• Records for processing:
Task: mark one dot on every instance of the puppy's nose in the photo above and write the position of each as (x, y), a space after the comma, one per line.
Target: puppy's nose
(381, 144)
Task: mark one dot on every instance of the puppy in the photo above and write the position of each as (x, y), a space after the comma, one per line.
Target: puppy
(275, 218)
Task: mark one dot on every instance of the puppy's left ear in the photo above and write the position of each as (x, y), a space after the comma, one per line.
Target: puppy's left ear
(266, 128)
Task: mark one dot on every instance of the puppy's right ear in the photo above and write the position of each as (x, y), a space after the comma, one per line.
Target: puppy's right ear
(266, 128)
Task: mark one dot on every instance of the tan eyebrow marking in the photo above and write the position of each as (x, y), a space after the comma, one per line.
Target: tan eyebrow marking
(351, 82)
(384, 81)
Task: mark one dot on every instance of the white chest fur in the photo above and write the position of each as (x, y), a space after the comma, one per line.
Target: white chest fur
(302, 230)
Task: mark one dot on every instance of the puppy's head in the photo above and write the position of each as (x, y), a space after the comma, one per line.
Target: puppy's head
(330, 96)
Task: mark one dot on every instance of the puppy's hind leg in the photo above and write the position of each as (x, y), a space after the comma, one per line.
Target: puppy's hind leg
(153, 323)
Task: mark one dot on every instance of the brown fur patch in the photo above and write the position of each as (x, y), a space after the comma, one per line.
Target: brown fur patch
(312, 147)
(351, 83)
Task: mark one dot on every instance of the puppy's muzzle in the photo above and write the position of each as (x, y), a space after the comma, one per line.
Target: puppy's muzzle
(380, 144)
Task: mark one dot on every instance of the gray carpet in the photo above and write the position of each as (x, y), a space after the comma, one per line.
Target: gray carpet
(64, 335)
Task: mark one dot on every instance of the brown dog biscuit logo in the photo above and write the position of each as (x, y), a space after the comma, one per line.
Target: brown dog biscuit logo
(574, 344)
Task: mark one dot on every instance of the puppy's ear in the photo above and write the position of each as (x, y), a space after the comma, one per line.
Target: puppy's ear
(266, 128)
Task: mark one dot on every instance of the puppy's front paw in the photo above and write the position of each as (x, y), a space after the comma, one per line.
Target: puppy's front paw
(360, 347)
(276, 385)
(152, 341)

• Goal of the exercise: Line by line, retype all of the entries.

• Response to this task:
Task: mark one dot on every instance of the puppy's nose in the photo above and write the position of each as (x, y), a space after the comma, one per line.
Target: puppy's nose
(381, 144)
Task: mark one dot on every instance of the puppy in the photo above and write the position of each as (x, y), a space after the comma, one per line.
Target: puppy
(275, 218)
Task: mark one dot on every instance of the puppy's left ear in the photo above and write the position of each as (x, y), a space after the comma, one per line.
Target: puppy's left ear
(266, 128)
Task: mark one dot on every instance of the puppy's right ear in the photo above and write the position of each as (x, y), a space after the comma, one per line.
Target: puppy's right ear
(266, 128)
Task: mark one dot on every instance of the tan eyebrow marking in the photo above and write the position of each as (x, y), a space after the comma, one per line.
Target: tan eyebrow marking
(351, 82)
(384, 81)
Task: mark one dot on every instance of the white chest fur in the photo above and write the position of each as (x, y), a space after the comma, one per line.
Target: white chest fur
(302, 230)
Task: mark one dot on every instance of the puppy's head in the photo above and write the position of each as (x, y), a space after the comma, one per line.
Target: puppy's head
(330, 96)
Task: mark one dot on every instance of the puppy's hind leg in the photo above and write the position of each as (x, y), a space after the comma, one per line.
Target: puppy's hind leg
(153, 323)
Task: mark one dot on every instance of the brown fur patch in the photo above and write the position of each as (x, y), a space after the comma, one per line.
Target: brown fur patch
(312, 147)
(351, 83)
Task: mark one dot on every instance of the puppy's muzzle in the photo above and write the position of each as (x, y), a space after the comma, one per line.
Target: puppy's muzzle
(380, 144)
Task: mark one dot on every instance of the gray carpet in the photo above and write the position of each as (x, y), a space after the comma, one per line.
Target: gray carpet
(64, 335)
Task: mark one dot on every instance of the brown dog biscuit logo in the photo above and write the position of each as (x, y), a space after the comma, one per line.
Target: brown dog biscuit logo
(574, 344)
Task: mark one dot on every instance of the puppy's ear in the photo above and write the position of each as (x, y), a space after the comma, one per line.
Target: puppy's ear
(266, 128)
Task: mark one dot on every instance of the puppy's front paw in the photo above and write the position of each as (x, y), a space after the comma, one per line.
Target: puppy's front paw
(360, 347)
(276, 385)
(152, 341)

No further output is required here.